**Given problem 1**
In the interview with Gil Tene on Zing, how many years does he say he has been using runtimes?
**Given problem 2**
Rewrite the Zing interview between "Choose your language" and "a quick overview?", inclusive, substituting "this conference" for "QCon".
**Given problem 3**
Pick up the interview with Gil Tene on Zing and low-latency garbage collection where it stops, and write what follows.

**Text segment**
>>>>>

Facilitating the Spread of Knowledge and Innovation in Professional Software Development

Write for InfoQ


Choose your language

InfoQ Homepage Interviews Gil Tene on Zing, Low Latency GC, Responsiveness

Gil Tene on Zing, Low Latency GC, Responsiveness


1. I’m Ari Zilka here at QCon and I’m interviewing Gil Tene CTO of Azul Systems. Gil why don’t you introduce yourself for folks who somehow haven’t heard of Azul by now, give us a quick overview?

Thanks, I’m happy to be here, I’m the CTO of Azul Systems and I’ve been working on Garbage Collection and high performance managed runtimes for the last ten years or so, I’ve been using runtimes for twenty years and building all kinds of other things and systems before that. Azul we basically build scalable consistent execution Virtual Machines and we’ve been doing whatever it takes to do that for about ten years, that included doing some crazy things like building our own chips and our hardware, and our own appliances and we’ve shipped very impressive things in the large scale SMP market over the years. In the last couple of years it’s become possible for us to take our entire stack and move it to pure software on x86 commodity servers since the hardware just got good enough for us to do that, we no longer have to build our own hardware. We have a product called Zing today that is basically a native JVM for Linux, that provides pauseless Garbage Collection and the ability to use large heaps or small heaps with very consistent execution, so that the worst case jitter that comes out of your application and the computer you're running on, is very, very contained.

<<<<<

**Material**
>>>>>

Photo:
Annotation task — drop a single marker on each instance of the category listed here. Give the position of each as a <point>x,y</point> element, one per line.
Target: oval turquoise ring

<<<<<

**Exercise output 1**
Twenty years.

**Exercise output 2**
Choose your language

InfoQ Homepage Interviews Gil Tene on Zing, Low Latency GC, Responsiveness

Gil Tene on Zing, Low Latency GC, Responsiveness


1. I’m Ari Zilka here at this conference and I’m interviewing Gil Tene CTO of Azul Systems. Gil why don’t you introduce yourself for folks who somehow haven’t heard of Azul by now, give us a quick overview?

**Exercise output 3**
2. So you said SLAs and you said pause times and things like that – it sounds like you are getting latency predictability of Java based applications, is that correct?

Yes, I think there is a wide spectrum for what predictability people want to have, historically we served kind of the enterprise market, the interactive human response time market at large portals, big retail stores, banks, self-service things and telcos, but recently especially with our Zing product that is native to Linux, we’ve been drawn into the low latency market in the financial world where people go further and further down in the consistency levels they want, where it is no longer about human response time needs or even machine to machine response time needs with things like e-commerce is now about trading and reaction time to market, some things like that.


3. We are here in New York in the hub of Financial Services, ca. 2006 there was something called “a low latency race” that many companies were embroiled in, can we get a below second to low single digit or low double digit milliseconds, are we there today six years later, and why or why not, and is there more to squeeze out of Java based systems?

I think that the race for Low Latency is probably never ending, it’s a race to the bottom and it’s an arms race, because in trading the fastest guy wins, and rings the bell. And I think that the interesting thing is that Java has had interesting use cases in that world and interesting challenges, so when latency was hundred of milliseconds, Java did pretty well, and then when the latency race few years starts going down, and down, things like Garbage Collection started being big issues for people in that world. And they’ve done a lot to work around them and tune and figure out things, and I think that today they're doing tens of milliseconds pretty well, if they have a very restricted application behavior.


4. Over what kind of time frames, like hours, days like sustained tens of milliseconds for even weeks?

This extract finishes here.